[Referring expression data]

*****

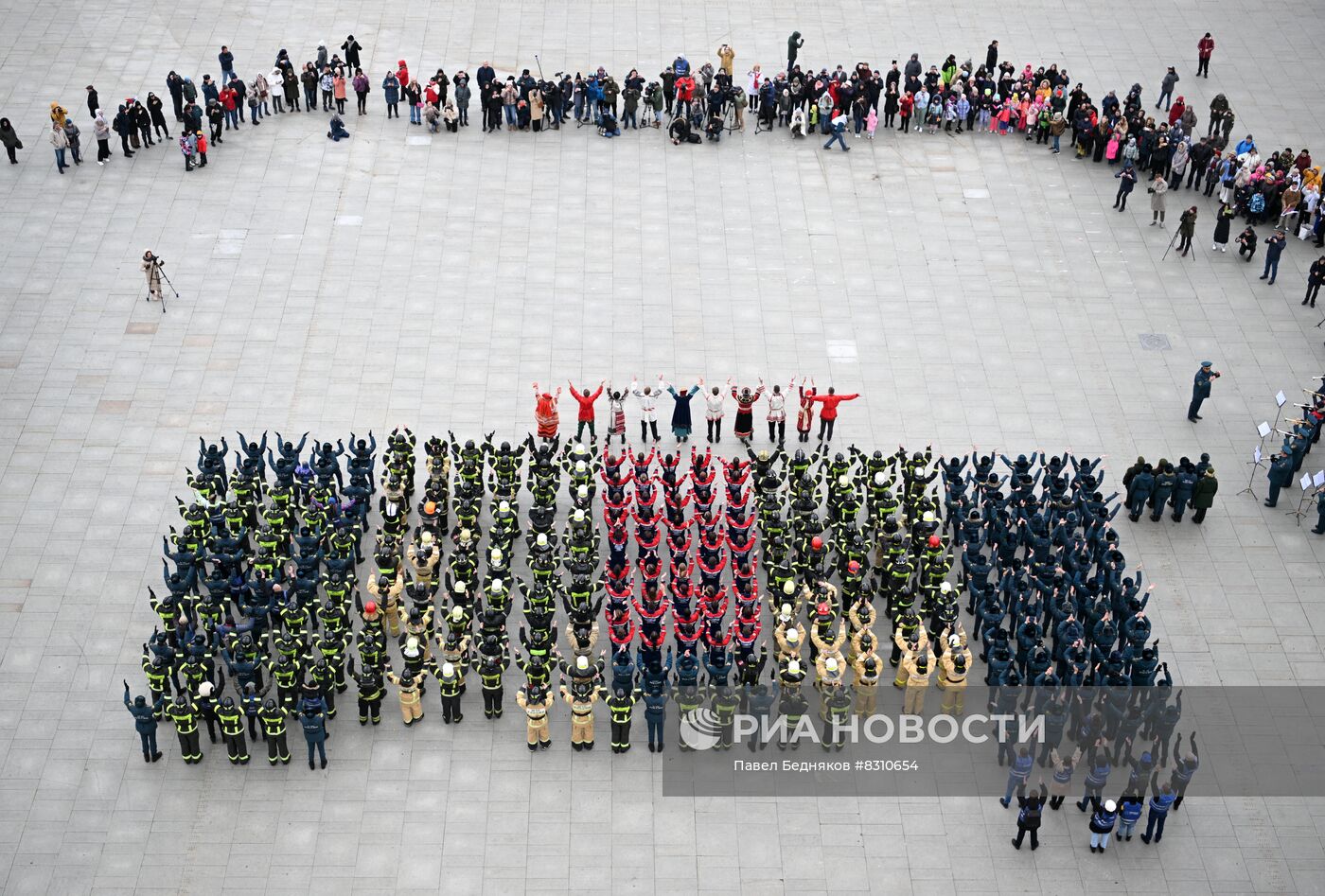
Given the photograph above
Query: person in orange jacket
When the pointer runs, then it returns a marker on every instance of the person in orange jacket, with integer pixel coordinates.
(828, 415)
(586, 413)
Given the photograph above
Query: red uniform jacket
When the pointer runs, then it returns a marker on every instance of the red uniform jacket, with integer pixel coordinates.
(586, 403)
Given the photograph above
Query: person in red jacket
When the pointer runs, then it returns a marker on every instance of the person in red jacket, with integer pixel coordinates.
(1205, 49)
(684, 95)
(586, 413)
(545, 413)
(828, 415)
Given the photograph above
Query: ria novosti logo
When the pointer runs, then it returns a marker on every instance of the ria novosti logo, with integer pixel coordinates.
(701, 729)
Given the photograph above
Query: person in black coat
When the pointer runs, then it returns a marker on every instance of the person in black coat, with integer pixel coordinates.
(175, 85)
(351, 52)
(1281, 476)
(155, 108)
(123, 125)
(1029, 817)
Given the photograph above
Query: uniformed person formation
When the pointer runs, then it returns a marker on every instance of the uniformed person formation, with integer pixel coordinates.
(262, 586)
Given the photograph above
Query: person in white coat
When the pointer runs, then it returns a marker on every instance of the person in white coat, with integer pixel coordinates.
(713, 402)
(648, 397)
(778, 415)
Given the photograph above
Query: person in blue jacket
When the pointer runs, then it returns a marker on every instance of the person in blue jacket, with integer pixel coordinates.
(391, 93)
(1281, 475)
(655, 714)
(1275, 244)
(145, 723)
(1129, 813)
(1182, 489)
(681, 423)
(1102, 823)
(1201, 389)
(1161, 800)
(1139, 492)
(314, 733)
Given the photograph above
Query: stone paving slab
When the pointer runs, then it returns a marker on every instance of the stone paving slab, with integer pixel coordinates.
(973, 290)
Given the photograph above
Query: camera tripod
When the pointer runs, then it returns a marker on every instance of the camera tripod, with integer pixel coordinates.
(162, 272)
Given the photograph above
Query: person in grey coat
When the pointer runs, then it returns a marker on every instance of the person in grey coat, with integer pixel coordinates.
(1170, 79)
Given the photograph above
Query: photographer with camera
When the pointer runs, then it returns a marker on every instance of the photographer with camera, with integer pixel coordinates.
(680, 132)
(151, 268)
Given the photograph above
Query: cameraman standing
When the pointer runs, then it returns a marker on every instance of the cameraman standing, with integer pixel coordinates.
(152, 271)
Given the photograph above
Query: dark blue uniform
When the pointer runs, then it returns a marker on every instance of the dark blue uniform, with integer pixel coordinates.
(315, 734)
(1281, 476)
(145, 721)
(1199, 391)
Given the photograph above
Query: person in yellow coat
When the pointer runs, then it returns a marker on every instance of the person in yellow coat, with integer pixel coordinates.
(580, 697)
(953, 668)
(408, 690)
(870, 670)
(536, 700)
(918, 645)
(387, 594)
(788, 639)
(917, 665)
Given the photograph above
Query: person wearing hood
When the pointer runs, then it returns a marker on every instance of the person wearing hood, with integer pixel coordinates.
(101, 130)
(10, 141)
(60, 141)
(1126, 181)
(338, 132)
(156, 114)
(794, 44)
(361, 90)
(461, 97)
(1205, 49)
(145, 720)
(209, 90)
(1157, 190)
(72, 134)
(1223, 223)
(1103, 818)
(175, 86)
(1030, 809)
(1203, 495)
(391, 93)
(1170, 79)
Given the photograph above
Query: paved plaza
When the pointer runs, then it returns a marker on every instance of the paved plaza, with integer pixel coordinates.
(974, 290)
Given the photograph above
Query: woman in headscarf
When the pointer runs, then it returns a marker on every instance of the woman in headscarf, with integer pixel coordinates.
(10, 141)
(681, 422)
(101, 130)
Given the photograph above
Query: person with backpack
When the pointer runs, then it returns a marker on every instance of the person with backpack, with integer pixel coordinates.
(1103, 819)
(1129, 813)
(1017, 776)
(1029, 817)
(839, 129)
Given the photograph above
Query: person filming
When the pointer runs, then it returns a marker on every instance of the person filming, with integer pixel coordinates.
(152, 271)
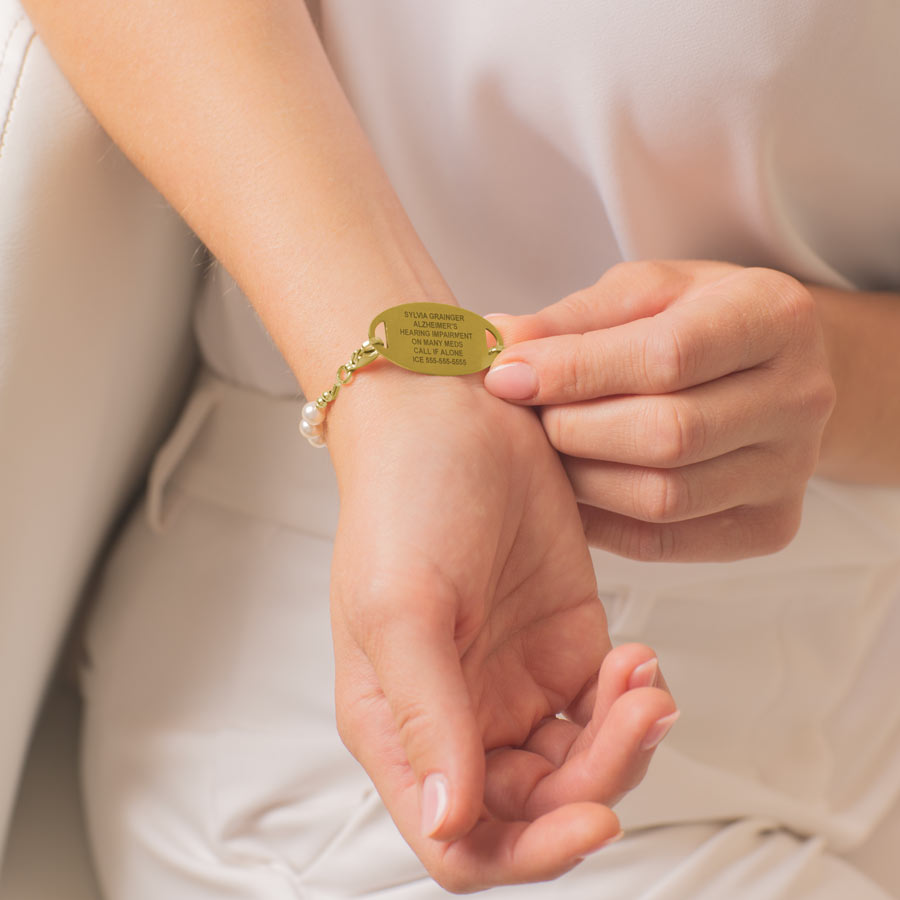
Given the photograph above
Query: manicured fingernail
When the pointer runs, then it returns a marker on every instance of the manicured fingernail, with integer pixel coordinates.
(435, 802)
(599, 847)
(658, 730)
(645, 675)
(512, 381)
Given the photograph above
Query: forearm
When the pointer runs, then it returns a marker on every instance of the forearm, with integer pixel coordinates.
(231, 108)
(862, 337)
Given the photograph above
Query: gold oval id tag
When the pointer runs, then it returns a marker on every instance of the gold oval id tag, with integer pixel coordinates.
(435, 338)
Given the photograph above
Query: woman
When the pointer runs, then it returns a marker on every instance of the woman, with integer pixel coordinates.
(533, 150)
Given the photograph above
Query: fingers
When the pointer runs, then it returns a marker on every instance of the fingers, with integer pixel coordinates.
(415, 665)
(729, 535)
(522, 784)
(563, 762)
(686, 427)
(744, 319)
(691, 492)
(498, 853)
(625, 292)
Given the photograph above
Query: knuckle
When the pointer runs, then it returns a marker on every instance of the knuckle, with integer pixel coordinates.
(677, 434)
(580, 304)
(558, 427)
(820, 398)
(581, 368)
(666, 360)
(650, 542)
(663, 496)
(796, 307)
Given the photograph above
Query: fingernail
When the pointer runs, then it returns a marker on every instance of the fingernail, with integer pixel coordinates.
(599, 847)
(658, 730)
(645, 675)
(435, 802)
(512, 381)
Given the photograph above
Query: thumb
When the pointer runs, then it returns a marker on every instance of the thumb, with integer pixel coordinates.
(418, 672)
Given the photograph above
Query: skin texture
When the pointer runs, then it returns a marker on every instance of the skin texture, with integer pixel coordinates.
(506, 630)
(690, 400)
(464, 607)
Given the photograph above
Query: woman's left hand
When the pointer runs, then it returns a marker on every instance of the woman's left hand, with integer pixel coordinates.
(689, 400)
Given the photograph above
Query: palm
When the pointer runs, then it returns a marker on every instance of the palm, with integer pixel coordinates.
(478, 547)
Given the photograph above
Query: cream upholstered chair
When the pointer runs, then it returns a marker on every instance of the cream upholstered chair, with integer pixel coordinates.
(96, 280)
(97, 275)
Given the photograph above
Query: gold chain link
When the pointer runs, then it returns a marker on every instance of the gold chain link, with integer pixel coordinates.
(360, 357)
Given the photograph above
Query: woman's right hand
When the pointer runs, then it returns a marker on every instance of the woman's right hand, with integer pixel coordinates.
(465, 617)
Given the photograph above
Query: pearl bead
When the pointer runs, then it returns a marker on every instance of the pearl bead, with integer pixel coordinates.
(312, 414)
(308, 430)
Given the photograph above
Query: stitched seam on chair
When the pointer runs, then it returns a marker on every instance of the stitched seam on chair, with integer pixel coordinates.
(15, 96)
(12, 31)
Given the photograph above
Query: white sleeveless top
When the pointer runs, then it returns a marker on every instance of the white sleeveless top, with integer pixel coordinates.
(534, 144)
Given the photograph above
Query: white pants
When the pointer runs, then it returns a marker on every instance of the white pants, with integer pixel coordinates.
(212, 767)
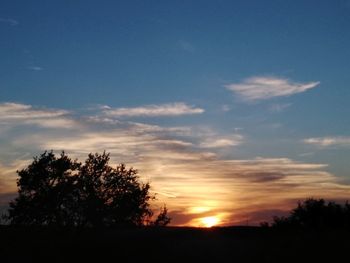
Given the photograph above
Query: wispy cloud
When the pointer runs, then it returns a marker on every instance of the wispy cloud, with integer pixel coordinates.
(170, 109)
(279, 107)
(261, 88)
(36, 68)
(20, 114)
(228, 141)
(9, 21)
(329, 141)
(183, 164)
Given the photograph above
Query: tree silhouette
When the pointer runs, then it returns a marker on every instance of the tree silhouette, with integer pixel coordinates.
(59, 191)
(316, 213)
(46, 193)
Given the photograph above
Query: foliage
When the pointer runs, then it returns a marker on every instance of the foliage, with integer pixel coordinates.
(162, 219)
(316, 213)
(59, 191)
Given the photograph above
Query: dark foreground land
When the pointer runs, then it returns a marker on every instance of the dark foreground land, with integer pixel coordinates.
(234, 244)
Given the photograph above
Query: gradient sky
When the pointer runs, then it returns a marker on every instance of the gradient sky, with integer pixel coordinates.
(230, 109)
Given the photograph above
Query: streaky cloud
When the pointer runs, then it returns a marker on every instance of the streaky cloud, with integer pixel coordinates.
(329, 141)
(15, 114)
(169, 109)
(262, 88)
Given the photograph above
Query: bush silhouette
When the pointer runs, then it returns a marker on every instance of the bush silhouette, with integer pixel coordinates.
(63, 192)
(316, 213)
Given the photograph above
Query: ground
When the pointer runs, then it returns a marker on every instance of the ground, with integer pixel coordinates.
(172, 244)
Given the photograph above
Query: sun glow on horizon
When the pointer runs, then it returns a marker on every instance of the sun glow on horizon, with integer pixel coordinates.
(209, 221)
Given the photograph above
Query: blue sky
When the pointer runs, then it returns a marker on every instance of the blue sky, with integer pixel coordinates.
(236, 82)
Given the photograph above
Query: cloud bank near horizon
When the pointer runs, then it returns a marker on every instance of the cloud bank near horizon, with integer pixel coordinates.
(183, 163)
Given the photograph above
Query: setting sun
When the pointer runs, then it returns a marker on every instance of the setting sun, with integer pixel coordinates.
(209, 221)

*****

**TASK ITEM:** All lines from the start of the entries through the one with "Query: person in white coat" are to be output exactly; omit the pictures.

**RESPONSE AREA:**
Given the photograph above
Query: person in orange jacket
When the pointer runs, then it returns a marker on every instance of the person in orange jacket, with integer pixel coordinates.
(828, 415)
(586, 413)
Given the photograph above
Query: red uniform jacket
When the pointer runs, then it returns a marker on every instance of the red uniform jacket, with integer pixel coordinates.
(586, 403)
Given the photograph above
Query: person in red jacket
When the pointer runs, then it returns a marker on every instance of the person in red jacket, with integer pixel coordinates.
(1205, 49)
(684, 95)
(586, 413)
(545, 413)
(828, 415)
Given the photograph above
Query: ria novosti logo
When the pointer runs, then it returns a marker on every instance of the ria novosti logo, with integer pixel coordinates.
(701, 729)
Given the photograph above
Query: person in black coat
When the pointer runs, then it returns a marker on every instance of the person in black coat, with integer pixel coordinates.
(175, 85)
(351, 52)
(1281, 476)
(155, 108)
(123, 125)
(1029, 817)
Given the photograph above
Query: uniformed person formation
When the pointer runs, then it returns a marker on every instance of the uniformed person formation, with integer pixel coordinates.
(262, 586)
Given the photograph above
Query: person in white coat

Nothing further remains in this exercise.